TEXT
HARRY LONSDALE - CHURCHVILLE FABRICS

© Torben Jenk, 2007.

In 2007, Lonsdale and his dedicated staff are some of the few survivors of Philadelphia’s textile industry. Production for the mass market has moved overseas, using cheap labor and threads, often including polyester, which costs one third that of nylon. American weavers face other challenges, including the weak value of the dollar to other currencies which has driven up their cost for wool, today supplied mainly from Australia, New Zealand and South Africa. On our tour Harry Lonsdale will demonstrate various weaving and finishing operations for us, then share his observations of the contemporary textile market.
 
“Wool is a most amazing fiber” exclaims Harry Lonsdale, a third generation weaver and felter. “It is resilient, strong, polishes, wicks moisture, insulates heat and sound, absorbs shocks, resists abrasion but does not rot, burn nor conduct electricity.” Through understanding these characteristics, hands-on technical savvy and by serving specialty markets, Lonsdale and his dedicated staff have produced an extraordinary range of products made from wool, felted and woven.

ACTIONS TO TAKE
A – Translate into French the following sentence from the text on Churchville Fabrics: "In 2007, Lonsdale and his dedicated staff are some of the few survivors of Philadelphia’s textile industry."
B – Duplicate without alteration the stretch of the text on Churchville Fabrics from "HARRY LONSDALE - CHURCHVILLE" through "contemporary textile market.".

[A series of items]
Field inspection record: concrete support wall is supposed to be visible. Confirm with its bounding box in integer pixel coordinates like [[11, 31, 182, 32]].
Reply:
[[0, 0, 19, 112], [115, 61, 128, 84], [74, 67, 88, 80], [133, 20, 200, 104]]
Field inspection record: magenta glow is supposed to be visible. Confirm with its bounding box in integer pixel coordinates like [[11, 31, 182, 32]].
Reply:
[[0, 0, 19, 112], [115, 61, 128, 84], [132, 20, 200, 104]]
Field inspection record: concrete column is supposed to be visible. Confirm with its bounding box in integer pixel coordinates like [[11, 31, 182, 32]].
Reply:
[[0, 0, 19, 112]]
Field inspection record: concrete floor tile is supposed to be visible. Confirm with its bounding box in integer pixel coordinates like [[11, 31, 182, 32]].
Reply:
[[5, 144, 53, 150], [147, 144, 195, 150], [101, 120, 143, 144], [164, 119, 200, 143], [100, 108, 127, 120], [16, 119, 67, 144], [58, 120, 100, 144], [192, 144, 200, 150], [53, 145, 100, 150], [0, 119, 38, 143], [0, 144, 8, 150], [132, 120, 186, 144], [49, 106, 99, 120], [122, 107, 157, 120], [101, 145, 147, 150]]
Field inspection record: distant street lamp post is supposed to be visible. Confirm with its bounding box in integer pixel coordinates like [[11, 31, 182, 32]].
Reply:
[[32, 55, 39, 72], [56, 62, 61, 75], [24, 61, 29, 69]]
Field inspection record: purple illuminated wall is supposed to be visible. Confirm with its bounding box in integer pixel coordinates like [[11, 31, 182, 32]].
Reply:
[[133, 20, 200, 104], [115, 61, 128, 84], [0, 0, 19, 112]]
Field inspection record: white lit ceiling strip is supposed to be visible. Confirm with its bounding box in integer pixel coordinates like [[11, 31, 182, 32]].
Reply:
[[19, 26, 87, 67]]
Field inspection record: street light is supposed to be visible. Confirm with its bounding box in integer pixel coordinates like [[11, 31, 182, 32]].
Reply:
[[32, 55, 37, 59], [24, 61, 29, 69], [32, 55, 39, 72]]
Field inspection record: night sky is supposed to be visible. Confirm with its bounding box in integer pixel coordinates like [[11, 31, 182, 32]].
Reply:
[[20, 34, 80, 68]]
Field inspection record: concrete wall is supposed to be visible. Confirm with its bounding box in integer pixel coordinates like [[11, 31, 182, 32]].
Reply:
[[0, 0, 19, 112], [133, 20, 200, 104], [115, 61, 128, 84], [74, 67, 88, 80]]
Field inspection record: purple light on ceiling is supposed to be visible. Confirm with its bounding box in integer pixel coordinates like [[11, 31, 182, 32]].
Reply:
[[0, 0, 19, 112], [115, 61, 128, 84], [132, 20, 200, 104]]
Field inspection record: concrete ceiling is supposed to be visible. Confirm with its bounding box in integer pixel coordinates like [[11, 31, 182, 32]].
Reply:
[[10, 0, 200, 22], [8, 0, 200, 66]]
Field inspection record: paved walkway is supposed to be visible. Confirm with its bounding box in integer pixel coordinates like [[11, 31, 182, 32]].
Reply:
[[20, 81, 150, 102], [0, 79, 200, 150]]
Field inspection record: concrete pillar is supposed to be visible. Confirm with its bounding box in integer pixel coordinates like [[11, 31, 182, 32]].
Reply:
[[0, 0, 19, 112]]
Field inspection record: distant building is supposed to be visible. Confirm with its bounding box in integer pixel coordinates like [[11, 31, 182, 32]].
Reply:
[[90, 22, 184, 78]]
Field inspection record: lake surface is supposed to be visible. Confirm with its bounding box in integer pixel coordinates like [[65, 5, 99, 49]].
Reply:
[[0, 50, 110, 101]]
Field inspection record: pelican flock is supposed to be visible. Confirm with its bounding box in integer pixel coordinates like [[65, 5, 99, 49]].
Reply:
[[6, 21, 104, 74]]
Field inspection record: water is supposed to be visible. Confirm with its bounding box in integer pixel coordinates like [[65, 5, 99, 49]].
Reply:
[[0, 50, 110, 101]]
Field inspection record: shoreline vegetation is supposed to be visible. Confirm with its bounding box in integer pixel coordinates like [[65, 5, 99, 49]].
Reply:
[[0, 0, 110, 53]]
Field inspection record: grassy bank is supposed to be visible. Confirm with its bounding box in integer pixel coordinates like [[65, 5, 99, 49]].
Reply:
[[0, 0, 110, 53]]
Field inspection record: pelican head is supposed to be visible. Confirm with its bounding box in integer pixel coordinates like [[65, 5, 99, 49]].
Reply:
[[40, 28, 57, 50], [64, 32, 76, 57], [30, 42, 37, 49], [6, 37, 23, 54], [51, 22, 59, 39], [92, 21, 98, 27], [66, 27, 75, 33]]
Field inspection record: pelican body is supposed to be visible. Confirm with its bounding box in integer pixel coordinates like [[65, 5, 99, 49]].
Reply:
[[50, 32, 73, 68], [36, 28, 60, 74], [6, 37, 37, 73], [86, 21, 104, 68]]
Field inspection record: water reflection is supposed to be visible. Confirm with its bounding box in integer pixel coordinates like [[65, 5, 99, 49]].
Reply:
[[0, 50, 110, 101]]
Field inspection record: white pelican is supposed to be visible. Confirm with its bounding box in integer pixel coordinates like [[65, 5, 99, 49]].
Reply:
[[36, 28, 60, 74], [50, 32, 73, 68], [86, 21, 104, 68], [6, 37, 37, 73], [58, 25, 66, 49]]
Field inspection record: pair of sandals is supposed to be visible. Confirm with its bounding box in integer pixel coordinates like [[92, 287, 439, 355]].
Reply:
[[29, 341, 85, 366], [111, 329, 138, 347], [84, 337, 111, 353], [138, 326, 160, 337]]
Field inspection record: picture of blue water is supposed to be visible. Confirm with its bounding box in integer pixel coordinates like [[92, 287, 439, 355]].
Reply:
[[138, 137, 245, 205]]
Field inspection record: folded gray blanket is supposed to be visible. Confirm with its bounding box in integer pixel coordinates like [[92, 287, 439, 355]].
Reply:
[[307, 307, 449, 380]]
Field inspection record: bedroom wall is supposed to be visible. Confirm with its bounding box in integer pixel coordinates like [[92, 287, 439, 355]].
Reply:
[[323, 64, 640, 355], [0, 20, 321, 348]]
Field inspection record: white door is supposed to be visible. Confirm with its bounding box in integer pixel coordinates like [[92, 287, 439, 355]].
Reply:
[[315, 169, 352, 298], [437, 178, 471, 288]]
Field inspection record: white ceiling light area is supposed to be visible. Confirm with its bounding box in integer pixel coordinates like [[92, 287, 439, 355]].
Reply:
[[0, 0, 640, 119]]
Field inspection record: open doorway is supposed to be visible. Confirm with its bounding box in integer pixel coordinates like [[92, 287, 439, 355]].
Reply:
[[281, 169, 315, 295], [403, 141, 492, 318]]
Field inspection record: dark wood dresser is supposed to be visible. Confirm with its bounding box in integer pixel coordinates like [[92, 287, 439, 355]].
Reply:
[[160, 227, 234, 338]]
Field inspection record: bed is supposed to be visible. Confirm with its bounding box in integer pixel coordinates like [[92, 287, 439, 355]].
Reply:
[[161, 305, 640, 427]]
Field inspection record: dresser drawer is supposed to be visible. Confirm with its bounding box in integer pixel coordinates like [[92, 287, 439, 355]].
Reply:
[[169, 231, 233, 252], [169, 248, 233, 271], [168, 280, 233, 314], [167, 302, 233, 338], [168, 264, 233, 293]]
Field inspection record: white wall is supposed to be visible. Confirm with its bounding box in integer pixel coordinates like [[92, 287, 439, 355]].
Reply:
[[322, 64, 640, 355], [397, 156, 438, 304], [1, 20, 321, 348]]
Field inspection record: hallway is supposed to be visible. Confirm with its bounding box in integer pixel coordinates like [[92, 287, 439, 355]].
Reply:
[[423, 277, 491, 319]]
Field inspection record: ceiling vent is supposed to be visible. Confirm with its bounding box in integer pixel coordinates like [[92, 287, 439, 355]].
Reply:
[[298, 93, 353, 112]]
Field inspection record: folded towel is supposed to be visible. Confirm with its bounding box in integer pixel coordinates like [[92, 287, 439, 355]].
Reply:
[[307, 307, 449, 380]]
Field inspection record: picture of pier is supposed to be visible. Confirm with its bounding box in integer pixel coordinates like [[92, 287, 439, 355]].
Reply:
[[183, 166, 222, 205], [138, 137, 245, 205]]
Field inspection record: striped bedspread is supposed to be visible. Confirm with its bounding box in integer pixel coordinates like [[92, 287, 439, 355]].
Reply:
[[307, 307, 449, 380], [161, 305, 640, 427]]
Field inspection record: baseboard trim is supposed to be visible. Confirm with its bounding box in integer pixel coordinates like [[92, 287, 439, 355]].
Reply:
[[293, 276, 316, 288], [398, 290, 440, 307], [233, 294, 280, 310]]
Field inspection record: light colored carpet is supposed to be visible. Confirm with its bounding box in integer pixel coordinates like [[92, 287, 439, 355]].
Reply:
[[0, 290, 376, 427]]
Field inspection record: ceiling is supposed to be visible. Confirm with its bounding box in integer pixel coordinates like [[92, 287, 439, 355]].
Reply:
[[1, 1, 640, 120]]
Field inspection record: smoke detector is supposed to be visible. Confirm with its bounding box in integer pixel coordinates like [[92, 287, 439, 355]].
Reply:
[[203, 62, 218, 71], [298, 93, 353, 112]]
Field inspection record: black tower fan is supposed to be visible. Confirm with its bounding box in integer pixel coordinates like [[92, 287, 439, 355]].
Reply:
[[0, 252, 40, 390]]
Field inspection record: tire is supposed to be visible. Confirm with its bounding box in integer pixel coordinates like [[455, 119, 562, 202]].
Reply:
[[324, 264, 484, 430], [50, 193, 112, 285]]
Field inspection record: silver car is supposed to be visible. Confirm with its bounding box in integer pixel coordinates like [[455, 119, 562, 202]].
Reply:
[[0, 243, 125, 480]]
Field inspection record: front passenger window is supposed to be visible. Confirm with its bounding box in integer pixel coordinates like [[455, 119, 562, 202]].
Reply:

RESPONSES
A – En 2007, Lonsdale et son personnel dévoué comptent parmi les rares survivants de l'industrie textile de Philadelphie.

B –
HARRY LONSDALE - CHURCHVILLE FABRICS

© Torben Jenk, 2007.

In 2007, Lonsdale and his dedicated staff are some of the few survivors of Philadelphia’s textile industry. Production for the mass market has moved overseas, using cheap labor and threads, often including polyester, which costs one third that of nylon. American weavers face other challenges, including the weak value of the dollar to other currencies which has driven up their cost for wool, today supplied mainly from Australia, New Zealand and South Africa. On our tour Harry Lonsdale will demonstrate various weaving and finishing operations for us, then share his observations of the contemporary textile market.